[START OF PROVIDED PASSAGE]
Every for-profit or non-profit leader has a bottom line. It’s why you were hired. What is your bottom line?
Social change – shareholder value – product innovation – spiritual transformation
– profit...
Before you read on, name your organizations' bottom line
here:_________
I suggest you add a bottom-line measure to
your leadership: the personal development of the people you lead. In the
long run it isn’t about what you leave behind for
your organization ~ it’s about who
you leave behind.
Although our world places great value on leaders who
accomplish great things, it’s the leaders who ‘accomplish’ inspiration
in the lives of others who endure in our collective memories AND have left a legacy of change in thinking and behaviour that continues to serve the world.
Look at these pictures (or insert the image of a leader you admire) and describe for yourself the legacies of each leader:
- What was distinctive in their life?
- How did they inspire you?
- To what extent has their leadership endured beyond their organizational ‘bottom line’?
Now, here’s a counter-intuitive
point: the clearest path to influencing
the character and personal development of others is to pay attention to your
own growth! Developing others isn’t
so much about being an inspiring motivator, providing leadership coaches, or implementing
a team-development plan (as helpful as they are). It’s really based in YOU, in the “quality of
you” as their leader. You best lead
others by consciously leading yourself.
Leaders who lead themselves acknowledge that there are
typical stages and phases of development through which all people travel.
Throughout life we will cycle through these phases. At times they are painful and uncomfortable. Effective leaders don’t avoid these stages,
but rather normalize them as natural building blocks of their inner life and
character. It’s from that inner life that
they lead in the most profound ways ‘beyond the bottom line’.
Here’s my broad description of the phases of:
Questioning/Clearing/Crucible/Clarity
Questioning
At various points throughout life a sense of ‘dis-ease’
with our context settles over us. I have
often observed this in the lives of leaders when I hear them express: “Is this
all”? After a period of years in their
role, after the initial building phases of projects, visions or teams and after
the job has settled into some kind of pattern, a dis-ease with life and
leadership enters their thinking.
[END OF PROVIDED PASSAGE]
[START OF ITEMS]
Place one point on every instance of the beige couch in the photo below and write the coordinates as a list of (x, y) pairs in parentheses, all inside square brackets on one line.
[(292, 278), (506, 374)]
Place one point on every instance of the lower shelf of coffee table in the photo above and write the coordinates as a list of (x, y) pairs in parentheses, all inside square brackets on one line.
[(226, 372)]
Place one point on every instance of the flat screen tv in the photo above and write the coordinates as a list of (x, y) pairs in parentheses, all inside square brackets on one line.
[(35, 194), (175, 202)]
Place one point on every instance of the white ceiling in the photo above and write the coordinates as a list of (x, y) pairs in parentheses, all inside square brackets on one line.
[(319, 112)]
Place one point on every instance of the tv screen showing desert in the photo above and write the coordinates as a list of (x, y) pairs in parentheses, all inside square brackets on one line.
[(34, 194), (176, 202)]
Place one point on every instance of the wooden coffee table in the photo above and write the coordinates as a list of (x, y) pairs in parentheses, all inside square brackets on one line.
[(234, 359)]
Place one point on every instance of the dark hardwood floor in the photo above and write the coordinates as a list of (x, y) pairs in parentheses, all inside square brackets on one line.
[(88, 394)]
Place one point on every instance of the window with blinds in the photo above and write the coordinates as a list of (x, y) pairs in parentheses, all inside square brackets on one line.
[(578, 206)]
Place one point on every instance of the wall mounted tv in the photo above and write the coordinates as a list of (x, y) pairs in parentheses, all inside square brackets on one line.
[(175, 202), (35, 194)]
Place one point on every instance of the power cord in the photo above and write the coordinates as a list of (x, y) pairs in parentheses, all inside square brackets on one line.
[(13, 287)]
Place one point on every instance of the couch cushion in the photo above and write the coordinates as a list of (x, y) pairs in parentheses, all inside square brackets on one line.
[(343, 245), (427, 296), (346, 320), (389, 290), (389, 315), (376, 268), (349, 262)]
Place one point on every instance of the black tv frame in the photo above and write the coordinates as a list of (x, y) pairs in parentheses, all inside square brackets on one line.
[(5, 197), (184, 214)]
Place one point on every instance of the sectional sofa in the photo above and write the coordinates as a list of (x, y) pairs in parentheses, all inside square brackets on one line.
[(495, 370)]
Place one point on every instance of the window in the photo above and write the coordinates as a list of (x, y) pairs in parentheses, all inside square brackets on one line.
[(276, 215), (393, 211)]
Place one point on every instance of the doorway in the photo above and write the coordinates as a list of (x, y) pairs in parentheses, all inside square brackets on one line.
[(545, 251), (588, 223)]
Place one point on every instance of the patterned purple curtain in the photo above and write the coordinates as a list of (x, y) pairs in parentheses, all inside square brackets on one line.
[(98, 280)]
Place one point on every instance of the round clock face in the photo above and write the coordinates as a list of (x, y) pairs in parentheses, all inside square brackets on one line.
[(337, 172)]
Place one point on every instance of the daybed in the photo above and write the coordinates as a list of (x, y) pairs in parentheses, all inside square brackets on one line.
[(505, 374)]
[END OF ITEMS]
*GIVEN TASK*: Reproduce word for word everything in the leadership passage from "Before you read" down to "you leave behind.".

*ANSWER TO THE EXERCISE*:
Before you read on, name your organizations' bottom line
here:_________
I suggest you add a bottom-line measure to
your leadership: the personal development of the people you lead. In the
long run it isn’t about what you leave behind for
your organization ~ it’s about who
you leave behind.